#### Provided data ####
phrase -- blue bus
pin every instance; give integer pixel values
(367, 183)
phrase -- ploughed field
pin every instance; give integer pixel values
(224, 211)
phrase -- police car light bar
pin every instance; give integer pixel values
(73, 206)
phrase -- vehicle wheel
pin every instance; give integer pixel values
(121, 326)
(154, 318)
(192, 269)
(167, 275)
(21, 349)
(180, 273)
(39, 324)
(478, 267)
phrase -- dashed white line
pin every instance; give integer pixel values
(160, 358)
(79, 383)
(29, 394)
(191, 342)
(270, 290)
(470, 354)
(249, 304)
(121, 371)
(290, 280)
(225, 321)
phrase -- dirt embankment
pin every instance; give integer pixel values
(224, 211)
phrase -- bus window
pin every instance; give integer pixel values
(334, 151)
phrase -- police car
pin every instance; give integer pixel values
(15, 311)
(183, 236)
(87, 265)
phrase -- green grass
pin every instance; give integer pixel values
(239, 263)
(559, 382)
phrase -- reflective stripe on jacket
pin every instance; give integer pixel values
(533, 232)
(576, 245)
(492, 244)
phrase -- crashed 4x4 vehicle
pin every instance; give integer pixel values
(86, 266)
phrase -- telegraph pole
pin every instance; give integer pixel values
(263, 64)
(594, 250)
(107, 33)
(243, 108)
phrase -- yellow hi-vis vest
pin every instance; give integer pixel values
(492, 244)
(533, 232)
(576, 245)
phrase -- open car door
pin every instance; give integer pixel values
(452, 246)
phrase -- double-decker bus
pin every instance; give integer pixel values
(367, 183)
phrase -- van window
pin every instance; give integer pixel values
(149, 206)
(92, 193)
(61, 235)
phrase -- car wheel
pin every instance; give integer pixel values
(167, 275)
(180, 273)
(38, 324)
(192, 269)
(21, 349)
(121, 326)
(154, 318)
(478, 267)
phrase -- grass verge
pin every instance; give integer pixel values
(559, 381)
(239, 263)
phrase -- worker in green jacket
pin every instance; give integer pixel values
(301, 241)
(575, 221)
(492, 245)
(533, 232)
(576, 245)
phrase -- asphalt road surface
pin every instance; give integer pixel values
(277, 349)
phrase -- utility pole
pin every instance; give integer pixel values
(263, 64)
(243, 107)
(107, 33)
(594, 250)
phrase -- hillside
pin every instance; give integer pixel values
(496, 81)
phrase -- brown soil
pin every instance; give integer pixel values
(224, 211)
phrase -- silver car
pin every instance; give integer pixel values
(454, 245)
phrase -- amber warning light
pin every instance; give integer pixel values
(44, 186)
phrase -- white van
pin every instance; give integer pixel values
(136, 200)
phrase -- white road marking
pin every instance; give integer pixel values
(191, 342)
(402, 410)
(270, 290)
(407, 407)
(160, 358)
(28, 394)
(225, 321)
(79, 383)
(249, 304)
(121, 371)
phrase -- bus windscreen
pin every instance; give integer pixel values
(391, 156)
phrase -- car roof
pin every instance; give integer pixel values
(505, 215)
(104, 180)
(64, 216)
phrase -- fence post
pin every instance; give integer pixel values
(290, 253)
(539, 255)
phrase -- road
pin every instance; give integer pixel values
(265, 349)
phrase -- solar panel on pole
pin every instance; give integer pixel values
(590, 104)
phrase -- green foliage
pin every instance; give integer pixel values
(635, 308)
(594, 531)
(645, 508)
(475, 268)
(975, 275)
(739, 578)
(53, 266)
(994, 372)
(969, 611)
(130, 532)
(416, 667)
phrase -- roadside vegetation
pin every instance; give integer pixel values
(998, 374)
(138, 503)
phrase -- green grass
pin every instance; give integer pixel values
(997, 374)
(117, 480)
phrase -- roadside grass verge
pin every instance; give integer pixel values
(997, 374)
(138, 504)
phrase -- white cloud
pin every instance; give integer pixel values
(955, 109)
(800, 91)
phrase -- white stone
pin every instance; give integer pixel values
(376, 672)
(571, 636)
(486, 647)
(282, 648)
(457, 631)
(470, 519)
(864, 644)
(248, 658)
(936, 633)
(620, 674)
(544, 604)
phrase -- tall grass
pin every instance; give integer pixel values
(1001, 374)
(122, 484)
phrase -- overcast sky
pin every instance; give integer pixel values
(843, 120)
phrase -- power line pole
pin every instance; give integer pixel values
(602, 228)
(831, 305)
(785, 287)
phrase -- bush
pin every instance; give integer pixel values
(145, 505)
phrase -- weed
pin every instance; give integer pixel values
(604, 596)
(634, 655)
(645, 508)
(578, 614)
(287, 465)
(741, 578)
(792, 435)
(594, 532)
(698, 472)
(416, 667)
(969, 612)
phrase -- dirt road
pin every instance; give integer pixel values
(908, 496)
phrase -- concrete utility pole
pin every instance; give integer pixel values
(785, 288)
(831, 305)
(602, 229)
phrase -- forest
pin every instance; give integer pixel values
####
Problem to solve:
Copy out all of the items above, swapping "phrase" for "label" wherever it occurs and changing nothing else.

Response to this task:
label -- blue bus
pin every instance; give integer pixel values
(367, 183)
label -- ploughed field
pin every instance; give integer pixel values
(224, 211)
label -- police car light bar
pin every instance; give integer pixel values
(73, 206)
label -- vehicle wheel
pin every instance; give integer pixel values
(121, 326)
(154, 318)
(192, 269)
(167, 275)
(21, 349)
(180, 273)
(39, 324)
(478, 267)
label -- dashed white line
pin every instance; give integer pixel values
(160, 358)
(79, 383)
(29, 394)
(191, 342)
(270, 290)
(470, 354)
(249, 304)
(121, 371)
(290, 280)
(225, 321)
label -- dirt embankment
pin every instance; give integer pixel values
(224, 211)
label -- bus window
pin every instance; give integer pixel values
(334, 151)
label -- police car
pin every instance; give integer pixel values
(15, 311)
(183, 236)
(87, 265)
label -- green grass
pin every instance; give integer pixel values
(239, 263)
(559, 382)
label -- reflective stripe on jacket
pin every instance; give integer pixel values
(533, 232)
(576, 245)
(492, 244)
label -- crashed 4x4 vehicle
pin every instance; give integer pixel values
(86, 266)
label -- telegraph pole
pin every instance; give integer pixel values
(263, 64)
(594, 250)
(107, 33)
(243, 108)
label -- yellow hi-vis vest
pin every instance; give integer pixel values
(492, 244)
(533, 232)
(576, 245)
label -- open car door
pin every instance; give integer pixel values
(452, 246)
label -- double-decker bus
pin every instance; give integer pixel values
(367, 183)
label -- van window
pin every instance; give integer pixel values
(149, 206)
(92, 193)
(61, 235)
label -- car wheel
pin every instance; give integer pixel values
(167, 275)
(180, 273)
(38, 324)
(192, 269)
(21, 349)
(121, 326)
(154, 318)
(478, 267)
label -- grass verge
pin every instance; give integer pixel values
(559, 381)
(239, 263)
label -- worker in green jacket
pin every instance; give integer pixel values
(301, 241)
(575, 221)
(492, 245)
(533, 232)
(576, 245)
label -- asphalt road surface
pin every instance; give integer pixel values
(277, 349)
label -- utility pole
pin every instance; give integer pixel values
(263, 64)
(243, 107)
(107, 33)
(594, 250)
label -- hillside
pin every instance; give integer pixel values
(496, 81)
label -- brown soil
pin every instance; give integer pixel values
(224, 211)
label -- silver car
pin every instance; give integer pixel values
(454, 245)
label -- amber warning light
pin every instance; give integer pixel values
(44, 186)
label -- white van
pin every instance; give integer pixel values
(136, 200)
label -- white road marking
pin every instance; give integer pixel values
(191, 342)
(402, 410)
(270, 290)
(407, 407)
(160, 358)
(28, 394)
(225, 321)
(79, 383)
(249, 304)
(121, 371)
label -- bus windscreen
pin every instance; give integer pixel values
(391, 156)
label -- car roof
pin every instance; give integer pixel values
(505, 215)
(104, 180)
(64, 216)
label -- fence post
pin every instance; give integer pixel values
(290, 253)
(539, 255)
label -- road
pin every instance; give integer pixel values
(265, 349)
label -- solar panel on pole
pin every instance; give integer pixel values
(590, 104)
label -- green foliage
pin every instance; give integer pixel values
(635, 308)
(594, 531)
(645, 508)
(475, 268)
(975, 275)
(739, 578)
(53, 266)
(994, 372)
(969, 611)
(130, 532)
(416, 667)
label -- roadside vegetation
pin every instance; give integer pixel values
(998, 374)
(138, 503)
label -- green grass
pin every instance; give integer pixel values
(997, 374)
(117, 480)
label -- roadside grass verge
pin every instance; give integer pixel values
(997, 374)
(138, 504)
label -- white cloud
pin every instance; give integer pixel values
(955, 109)
(800, 91)
label -- white stone
pin every instance; give integer pixel values
(376, 672)
(571, 636)
(486, 647)
(282, 648)
(457, 631)
(470, 519)
(864, 644)
(248, 658)
(936, 633)
(620, 674)
(544, 604)
label -- tall grass
pin every instance; give integer pixel values
(1001, 374)
(122, 484)
label -- overcast sky
pin every instance; give integer pixel values
(843, 120)
label -- power line pole
pin every instance; give integer pixel values
(602, 228)
(831, 305)
(785, 287)
label -- bush
pin every instance; give integer pixel values
(145, 505)
label -- weed
pin every instance; give integer pixel values
(604, 596)
(634, 655)
(645, 508)
(578, 614)
(287, 465)
(741, 578)
(792, 435)
(594, 532)
(698, 472)
(416, 667)
(969, 612)
label -- dirt road
pin every instance; give integer pixel values
(908, 496)
label -- concrete utility pole
pin every instance; give integer pixel values
(785, 288)
(831, 305)
(602, 229)
label -- forest
pin every instance; give integer pixel values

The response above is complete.